>> BEGIN
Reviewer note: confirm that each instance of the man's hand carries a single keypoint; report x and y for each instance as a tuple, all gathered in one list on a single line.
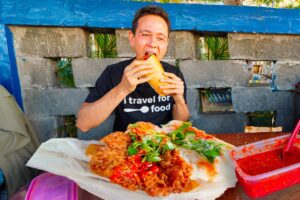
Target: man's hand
[(174, 87), (134, 74)]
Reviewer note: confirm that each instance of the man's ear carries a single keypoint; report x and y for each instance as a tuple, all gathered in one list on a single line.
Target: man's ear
[(131, 38)]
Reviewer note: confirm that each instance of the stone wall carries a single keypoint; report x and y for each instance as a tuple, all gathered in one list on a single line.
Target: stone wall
[(38, 49)]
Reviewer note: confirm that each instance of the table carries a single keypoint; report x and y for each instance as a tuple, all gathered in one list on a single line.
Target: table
[(236, 193)]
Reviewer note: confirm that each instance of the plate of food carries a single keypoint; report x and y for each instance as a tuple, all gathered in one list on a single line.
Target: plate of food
[(174, 161)]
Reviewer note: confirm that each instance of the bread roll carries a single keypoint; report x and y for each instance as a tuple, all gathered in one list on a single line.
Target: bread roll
[(156, 75)]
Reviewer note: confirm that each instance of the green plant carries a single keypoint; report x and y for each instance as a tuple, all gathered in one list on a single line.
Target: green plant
[(68, 128), (216, 48), (64, 72), (106, 46)]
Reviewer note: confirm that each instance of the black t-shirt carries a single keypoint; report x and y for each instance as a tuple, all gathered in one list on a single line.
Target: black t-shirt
[(143, 104)]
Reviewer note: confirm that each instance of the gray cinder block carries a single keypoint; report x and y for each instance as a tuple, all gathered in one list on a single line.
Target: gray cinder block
[(264, 47), (204, 74), (50, 42)]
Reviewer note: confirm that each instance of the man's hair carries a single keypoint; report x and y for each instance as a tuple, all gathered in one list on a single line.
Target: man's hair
[(150, 10)]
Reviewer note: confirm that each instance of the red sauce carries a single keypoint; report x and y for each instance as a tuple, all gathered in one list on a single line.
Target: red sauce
[(133, 168), (267, 161)]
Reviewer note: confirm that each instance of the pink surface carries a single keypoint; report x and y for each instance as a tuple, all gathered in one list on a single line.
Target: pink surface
[(49, 187)]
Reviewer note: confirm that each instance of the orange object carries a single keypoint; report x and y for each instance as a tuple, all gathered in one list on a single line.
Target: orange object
[(157, 75)]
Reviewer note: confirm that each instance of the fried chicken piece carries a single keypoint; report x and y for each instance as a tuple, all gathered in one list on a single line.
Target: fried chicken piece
[(111, 155), (177, 170), (155, 184), (105, 160)]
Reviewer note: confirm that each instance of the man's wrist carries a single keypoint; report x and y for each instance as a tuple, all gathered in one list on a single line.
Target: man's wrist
[(179, 101)]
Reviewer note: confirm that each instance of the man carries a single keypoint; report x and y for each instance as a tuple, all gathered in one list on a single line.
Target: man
[(123, 87)]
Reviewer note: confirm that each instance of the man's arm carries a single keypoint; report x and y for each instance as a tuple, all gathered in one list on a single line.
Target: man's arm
[(175, 88), (91, 115)]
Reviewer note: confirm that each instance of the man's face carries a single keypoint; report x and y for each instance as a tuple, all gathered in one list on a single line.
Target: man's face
[(151, 36)]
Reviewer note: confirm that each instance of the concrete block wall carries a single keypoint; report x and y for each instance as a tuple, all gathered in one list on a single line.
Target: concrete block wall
[(38, 49)]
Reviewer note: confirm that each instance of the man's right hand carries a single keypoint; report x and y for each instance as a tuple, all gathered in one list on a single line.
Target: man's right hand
[(134, 74)]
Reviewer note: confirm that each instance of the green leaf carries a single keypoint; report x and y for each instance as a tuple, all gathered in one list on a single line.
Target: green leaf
[(132, 151), (169, 146), (154, 159)]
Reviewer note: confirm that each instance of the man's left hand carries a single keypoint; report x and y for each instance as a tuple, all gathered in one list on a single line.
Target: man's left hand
[(174, 87)]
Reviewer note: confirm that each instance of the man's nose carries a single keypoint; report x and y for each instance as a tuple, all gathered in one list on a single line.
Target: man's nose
[(152, 42)]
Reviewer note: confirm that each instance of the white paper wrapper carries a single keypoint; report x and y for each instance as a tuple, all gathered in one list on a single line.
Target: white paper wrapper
[(66, 157)]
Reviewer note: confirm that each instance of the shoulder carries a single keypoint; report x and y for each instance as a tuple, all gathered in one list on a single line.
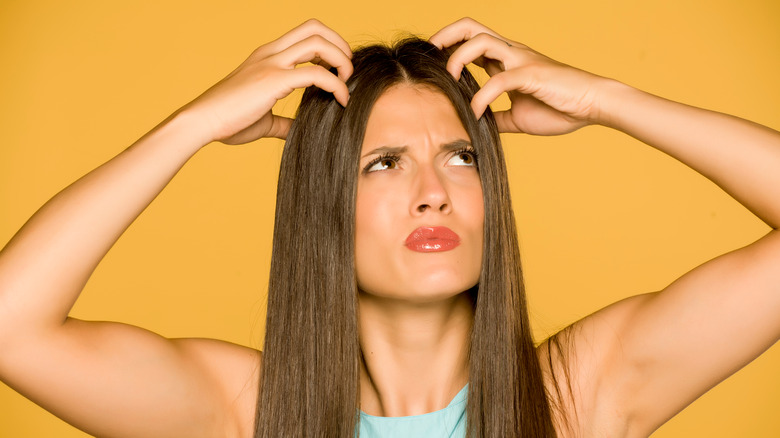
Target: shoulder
[(234, 370), (583, 375)]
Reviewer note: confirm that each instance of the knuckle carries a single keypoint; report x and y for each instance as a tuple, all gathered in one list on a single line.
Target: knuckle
[(312, 22)]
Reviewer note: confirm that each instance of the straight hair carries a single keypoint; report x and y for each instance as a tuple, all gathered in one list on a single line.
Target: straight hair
[(310, 373)]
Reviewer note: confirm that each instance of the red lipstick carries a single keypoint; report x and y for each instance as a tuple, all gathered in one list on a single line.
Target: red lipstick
[(432, 239)]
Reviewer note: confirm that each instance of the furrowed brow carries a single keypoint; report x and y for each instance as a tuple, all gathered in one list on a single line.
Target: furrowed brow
>> END
• _Prompt_
Update all the rows above by replacing every "Reviewer note" with "Annotator note" and leaving everything else unchanged. Omit the pictures from your answer.

• _Reply to the exercise_
Annotator note: confirm that each instance of the man's hand carries a single keypoint; report x and y for each instance as a tuple, all gathered in one list on a single line.
Target: man's hand
[(174, 87), (134, 74)]
Annotator note: confirm that each instance of the man's ear carries a single keypoint; report x and y for each instance as a tuple, all gathered in one list on a single line.
Target: man's ear
[(131, 38)]
Annotator note: confirm that each instance of the stone wall carries a single keypoint; report x and y for each instance as a tuple, all gathered in one list on a single line.
Target: stone wall
[(38, 49)]
Annotator note: confirm that each instance of the table carries a single keypoint; report x and y for each instance as a tuple, all gathered in one list on a single line.
Target: table
[(236, 193)]
Annotator note: confirm that each instance of the plate of food carries a single keypoint; report x and y for each instance as a tuple, all gathered in one list on a single line.
Target: plate of food
[(174, 161)]
Annotator note: confirm that each instance of the bread roll carries a single keypoint; report x and y for each instance as a tuple, all gathered in one list on a single line.
Target: bread roll
[(156, 75)]
Annotator note: confirm that each instance of the green plant carries a single keypoint; report x and y for each instance as a tuple, all gathered in one list on a single line.
Target: green plant
[(68, 128), (216, 48), (64, 72), (106, 46)]
Annotator note: confirm that each instance of the black t-shirt carries a single keypoint; report x and y for each instance as a tuple, all gathered in one list on a single line.
Target: black t-shirt
[(143, 104)]
Annotator note: confirm that each instance of the gray cinder block carries a single keypoint; report x and y for each instance as a tuple, all gathered in one list on a single line.
Target: gray cinder block
[(264, 47), (204, 74), (50, 42)]
Annotator note: confirm that each instance of the man's hair carries a single keypoint; report x and y for each instance as a tuple, all gathered in one list on a single line.
Target: man's hair
[(150, 10)]
Annotator note: confirm that each instance of the red sauce carries a single keypoint; report x and y for each instance as a tuple, all gathered in one list on a single line.
Target: red sauce
[(133, 168), (267, 161)]
Annotator note: confirm that each instance of the pink surface carries a single keypoint; report x and y for each instance as a tuple, all gathered in one list on a single line.
Target: pink surface
[(49, 187)]
Annotator note: confirm that each instance of the orange object carries a single keypoint; report x and y for each instance as a tuple, all gathered in one list on a single line.
Target: orange object
[(157, 75)]
Annotator note: confirm that each instance of the fried chicken piece carries a single keypoint; report x and y for each instance as a tuple, all gathered in one list on a single line.
Target: fried chicken piece
[(111, 155), (177, 170), (155, 184), (105, 160)]
Annotator note: confirm that each instance of the man's wrist carries a single keypoint; report x and y for each instance as a tuple, all gathered in one list on a single line.
Target: man's wrist
[(179, 101)]
Annotator note: confirm that each instance of the man carries a single keypoint; report x and y for each instance as a tuple, all gathered in one list on a single line.
Target: man
[(123, 87)]
Annotator note: confirm that each instance of the man's arm carries a single keypoint; report x and y for each instance as a tuple, all gathered in one list on a single line.
Target: man's arm
[(175, 88), (91, 115)]
Annotator note: confirm that each instance of the man's face carries a single keypoint; report x and y for each instance as a tuple, all gathered in one list on a single line.
Target: man's face
[(151, 36)]
Annotator note: confirm that each instance of the concrete block wall carries a single keypoint; report x and y for each instance as a tuple, all gathered in one list on a single line.
Target: concrete block wall
[(38, 49)]
Annotator note: confirm that each instance of the man's right hand carries a single keypoint; report x and y for each instance as a tuple, all gathered in one list on a single line.
Target: man's right hand
[(134, 74)]
Annotator note: confirm that each instance of the green leaf carries a single keypoint; report x and y for each instance as a tuple, all gathered in one list on a single line.
Target: green leaf
[(132, 151), (169, 146), (154, 159)]
Annotator note: confirm that each instance of the man's left hand carries a single keypoint; report x and y for each instance as a tuple, all gathered in one list on a single line.
Target: man's left hand
[(174, 87)]
Annotator note: confirm that each instance of the man's nose carries a single keypoint; report x and y for each instance as a tuple, all gathered in one list on a single line.
Target: man's nose
[(152, 42)]
Annotator note: confirm that each instance of the white paper wrapper carries a single keypoint; report x and y for each instance as a tuple, all gathered in one list on a single line.
Target: white paper wrapper
[(66, 157)]
Annotator note: confirm that each instance of the shoulder carries a single keypoint; report x and y for each instance as a tuple, all gathered in one list on a single line.
Target: shoulder
[(234, 370), (583, 375)]
Annotator note: confirm that each instance of the knuckle carries a single keypoint; report x and y for each instance as a tuple, all gathered in one list on a single line.
Target: knuckle
[(312, 22)]
Annotator note: confirm that each instance of the straight hair carries a single keypoint; report x and y for each instance as a tuple, all gathered in one list on a single line.
Target: straight hair
[(310, 373)]
Annotator note: confirm that each instance of the red lipstick carries a single keypoint; report x and y for each instance as a tuple, all gathered in one list on a single line.
Target: red lipstick
[(432, 239)]
Annotator note: confirm that each instance of the furrowed brow carries a single keypoint; report x and y for each instance as a tuple, all gathered in one list on a single line.
Target: furrowed brow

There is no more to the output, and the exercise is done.